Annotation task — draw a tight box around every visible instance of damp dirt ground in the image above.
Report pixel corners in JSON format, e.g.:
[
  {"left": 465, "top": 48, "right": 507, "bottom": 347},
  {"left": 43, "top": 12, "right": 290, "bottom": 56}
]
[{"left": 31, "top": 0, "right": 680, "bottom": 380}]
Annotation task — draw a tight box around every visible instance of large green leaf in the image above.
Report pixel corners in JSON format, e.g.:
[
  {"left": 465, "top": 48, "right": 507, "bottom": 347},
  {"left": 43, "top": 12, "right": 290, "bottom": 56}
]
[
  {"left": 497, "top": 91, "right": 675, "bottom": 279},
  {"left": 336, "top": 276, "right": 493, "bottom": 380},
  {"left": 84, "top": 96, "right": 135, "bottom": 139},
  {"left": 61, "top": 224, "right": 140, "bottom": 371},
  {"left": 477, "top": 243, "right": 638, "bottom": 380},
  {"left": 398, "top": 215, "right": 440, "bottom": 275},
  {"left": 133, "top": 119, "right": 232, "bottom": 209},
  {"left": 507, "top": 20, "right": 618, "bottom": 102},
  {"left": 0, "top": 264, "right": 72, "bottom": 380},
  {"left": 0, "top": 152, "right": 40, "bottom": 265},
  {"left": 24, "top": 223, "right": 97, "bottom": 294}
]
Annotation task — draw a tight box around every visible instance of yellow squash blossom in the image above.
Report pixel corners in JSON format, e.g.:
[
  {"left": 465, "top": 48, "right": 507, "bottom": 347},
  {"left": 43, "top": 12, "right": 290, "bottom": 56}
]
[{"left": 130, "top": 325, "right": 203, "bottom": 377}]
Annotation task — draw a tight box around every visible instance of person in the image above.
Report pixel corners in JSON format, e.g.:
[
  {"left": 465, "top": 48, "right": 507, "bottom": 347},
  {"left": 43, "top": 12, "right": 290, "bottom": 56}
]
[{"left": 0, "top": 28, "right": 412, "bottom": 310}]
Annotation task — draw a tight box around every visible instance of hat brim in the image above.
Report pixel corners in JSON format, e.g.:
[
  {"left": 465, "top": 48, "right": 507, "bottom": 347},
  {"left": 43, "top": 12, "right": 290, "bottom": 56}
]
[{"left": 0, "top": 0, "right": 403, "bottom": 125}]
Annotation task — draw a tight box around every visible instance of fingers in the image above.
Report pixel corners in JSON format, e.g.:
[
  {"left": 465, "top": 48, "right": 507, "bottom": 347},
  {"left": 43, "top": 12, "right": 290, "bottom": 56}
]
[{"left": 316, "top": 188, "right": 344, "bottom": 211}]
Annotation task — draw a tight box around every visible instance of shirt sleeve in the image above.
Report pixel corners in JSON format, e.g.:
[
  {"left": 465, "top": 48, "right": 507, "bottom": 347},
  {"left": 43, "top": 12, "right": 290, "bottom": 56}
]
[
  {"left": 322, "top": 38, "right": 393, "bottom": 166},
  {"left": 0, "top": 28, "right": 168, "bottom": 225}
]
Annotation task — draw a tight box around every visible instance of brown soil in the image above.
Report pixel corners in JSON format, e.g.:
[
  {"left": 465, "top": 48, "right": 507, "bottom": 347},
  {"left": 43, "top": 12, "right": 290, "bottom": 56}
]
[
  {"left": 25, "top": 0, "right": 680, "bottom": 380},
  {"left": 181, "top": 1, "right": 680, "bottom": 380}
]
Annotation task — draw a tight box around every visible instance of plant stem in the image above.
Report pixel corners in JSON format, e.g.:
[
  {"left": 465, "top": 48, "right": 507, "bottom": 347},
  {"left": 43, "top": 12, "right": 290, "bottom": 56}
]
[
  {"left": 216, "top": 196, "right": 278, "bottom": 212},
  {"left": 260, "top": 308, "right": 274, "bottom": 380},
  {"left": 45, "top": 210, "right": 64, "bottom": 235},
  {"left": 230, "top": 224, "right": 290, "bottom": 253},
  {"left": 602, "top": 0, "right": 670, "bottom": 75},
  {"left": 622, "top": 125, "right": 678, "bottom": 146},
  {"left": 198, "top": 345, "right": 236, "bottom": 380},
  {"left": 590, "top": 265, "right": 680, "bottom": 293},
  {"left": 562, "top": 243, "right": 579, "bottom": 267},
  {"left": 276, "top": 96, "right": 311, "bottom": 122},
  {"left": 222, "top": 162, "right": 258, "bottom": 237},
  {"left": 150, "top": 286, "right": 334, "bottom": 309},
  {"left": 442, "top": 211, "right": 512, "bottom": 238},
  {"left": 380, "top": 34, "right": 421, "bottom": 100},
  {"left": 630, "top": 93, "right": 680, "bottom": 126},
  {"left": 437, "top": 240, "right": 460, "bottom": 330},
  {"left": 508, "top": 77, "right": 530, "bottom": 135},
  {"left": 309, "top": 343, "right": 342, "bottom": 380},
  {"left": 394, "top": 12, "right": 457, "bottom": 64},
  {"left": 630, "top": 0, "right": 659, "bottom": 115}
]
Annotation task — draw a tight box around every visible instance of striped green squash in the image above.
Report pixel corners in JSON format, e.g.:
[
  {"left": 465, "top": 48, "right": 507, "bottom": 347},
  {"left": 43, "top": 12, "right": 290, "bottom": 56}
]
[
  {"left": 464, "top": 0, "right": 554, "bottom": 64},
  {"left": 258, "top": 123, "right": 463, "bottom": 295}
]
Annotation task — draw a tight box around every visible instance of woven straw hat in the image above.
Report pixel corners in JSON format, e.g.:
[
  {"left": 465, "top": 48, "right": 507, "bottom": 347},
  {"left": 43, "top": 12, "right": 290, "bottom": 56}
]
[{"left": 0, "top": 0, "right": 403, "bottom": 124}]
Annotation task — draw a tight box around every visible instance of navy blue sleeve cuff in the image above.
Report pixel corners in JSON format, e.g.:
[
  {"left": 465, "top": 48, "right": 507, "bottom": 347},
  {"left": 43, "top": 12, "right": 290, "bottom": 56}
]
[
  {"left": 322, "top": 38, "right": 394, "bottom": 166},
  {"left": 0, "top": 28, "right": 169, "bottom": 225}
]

= = = = =

(Problem details): Return verbatim every line of the listing, starting with the line that contains "squash in the image above." and continuing through the listing's final line.

(Answer to this task):
Annotation task — draw a tight box around every visible instance of striped green squash in the image above.
Report pixel corners in JSON format, e.g.:
[
  {"left": 465, "top": 48, "right": 507, "bottom": 347},
  {"left": 43, "top": 12, "right": 290, "bottom": 56}
]
[
  {"left": 464, "top": 0, "right": 554, "bottom": 64},
  {"left": 258, "top": 123, "right": 463, "bottom": 295}
]
Annotation task — draw a tight box around every visible instance of woven straw hat in the image above.
Report pixel corners in JSON format, e.g.:
[
  {"left": 465, "top": 48, "right": 507, "bottom": 347},
  {"left": 43, "top": 12, "right": 290, "bottom": 56}
]
[{"left": 0, "top": 0, "right": 403, "bottom": 124}]
Annotation task — draw a tight box around every visible instance of navy blue sleeve cuff in the image above.
Report pixel corners in JSON format, e.g.:
[
  {"left": 465, "top": 48, "right": 507, "bottom": 347},
  {"left": 43, "top": 12, "right": 290, "bottom": 56}
]
[
  {"left": 322, "top": 38, "right": 394, "bottom": 166},
  {"left": 0, "top": 28, "right": 169, "bottom": 225}
]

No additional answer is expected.